Given text ::
■ ■ ■ ■ ■
In the past four years, 90% of enterprises have experienced a turn that upset normal operations, such as severe operating cost pressures, political upheavals, leadership turnover, adverse regulatory interventions and so on. Only a quarter of enterprises are fit enough to come out ahead of the turn, according to Gartner. As such, the survey showed that the CIO role will remain critical in leading their enterprises through crises and transformations.

The survey separated CIO respondents’ enterprises into two groups, “fit“ and “fragile,“ depending on how they fared in their last turns. Fit enterprises emerged from their turns stronger in capabilities such as funding business initiatives and attracting the right talent, while fragile enterprises emerged less capable in these areas. Fit enterprises, on average, also increased their revenue by 5% per annum over the past three years, faster than the 3.5% per annum revenue increase for their fragile peers.

Fit leaders actively search for emerging trends or situations that require a change, and then leverage the IT organization as an instrument to navigate that change accordingly. Enterprises that want to become fit should focus on aligning, anticipating and adapting to dynamic business scenarios. Nearly half of fit survey respondents rated their leaders as very effective on “accurately communicating business needs to IT,“ compared with only 30% of fragile survey respondents. Fit enterprises are also more likely to have disciplined IT investment, a clear vision, consistent overall strategy and a strong CIO/CEO relationship.

Fit leaders excel at making disciplined IT investment decisions, which is the third-biggest gap between fit and fragile survey respondents. Fit enterprises make trade-offs among competing priorities and spend more of their money on IT that makes a difference to business outcomes. By contrast, fragile enterprises devote their IT budget to increasing operational efficiency.

Fit enterprises that engage IT to gain competitive advantage have higher adoption rates of contemporary technologies, including cybersecurity capabilities, AI and robotic process automation (RPA). The same enterprises have CIOs who are dedicated to modernizing IT’s core and are shifting investments accordingly. Analytics, application modernization and various forms of cloud computing are among the areas where most CIOs are increasing their investments in 2020, according to Gartner.
■ ■ ■ ■ ■
Supplied information ::
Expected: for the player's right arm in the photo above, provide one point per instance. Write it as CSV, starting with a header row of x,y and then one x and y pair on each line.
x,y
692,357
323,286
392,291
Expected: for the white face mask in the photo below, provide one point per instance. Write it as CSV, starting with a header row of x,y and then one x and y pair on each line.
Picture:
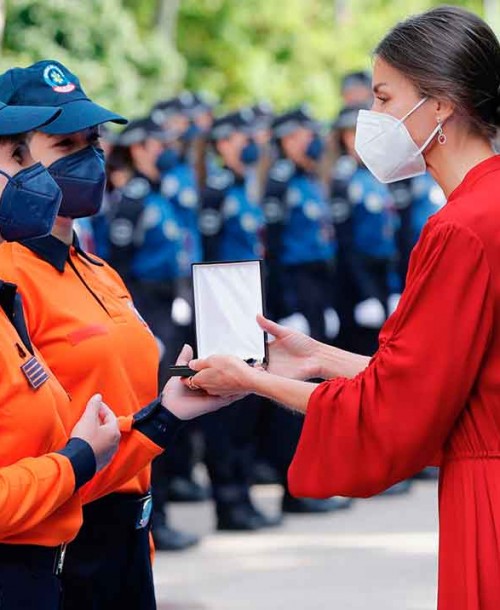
x,y
386,147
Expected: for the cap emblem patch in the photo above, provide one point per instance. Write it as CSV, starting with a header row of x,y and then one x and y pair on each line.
x,y
55,78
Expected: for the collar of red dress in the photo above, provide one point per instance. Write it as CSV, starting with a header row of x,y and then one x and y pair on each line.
x,y
492,164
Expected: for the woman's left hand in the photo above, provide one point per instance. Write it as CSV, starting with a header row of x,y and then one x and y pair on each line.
x,y
224,375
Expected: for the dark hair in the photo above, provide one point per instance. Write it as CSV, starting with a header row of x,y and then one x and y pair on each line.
x,y
451,53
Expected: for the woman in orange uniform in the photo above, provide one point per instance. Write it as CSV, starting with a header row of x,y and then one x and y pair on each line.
x,y
432,390
41,469
83,321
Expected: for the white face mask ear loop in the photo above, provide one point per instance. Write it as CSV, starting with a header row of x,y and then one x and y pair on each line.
x,y
422,101
437,129
441,134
■ ■ ■ ■ ■
Written exercise A ::
In the passage on fit and fragile enterprises, what average annual revenue increase did fit enterprises achieve over the past three years?
Written exercise B ::
Translate this sentence from the passage on fit and fragile enterprises into Spanish: "By contrast, fragile enterprises devote their IT budget to increasing operational efficiency."

Correct response A ::
5% per annum

Correct response B ::
En cambio, las empresas frágiles destinan su presupuesto de TI a aumentar la eficiencia operativa.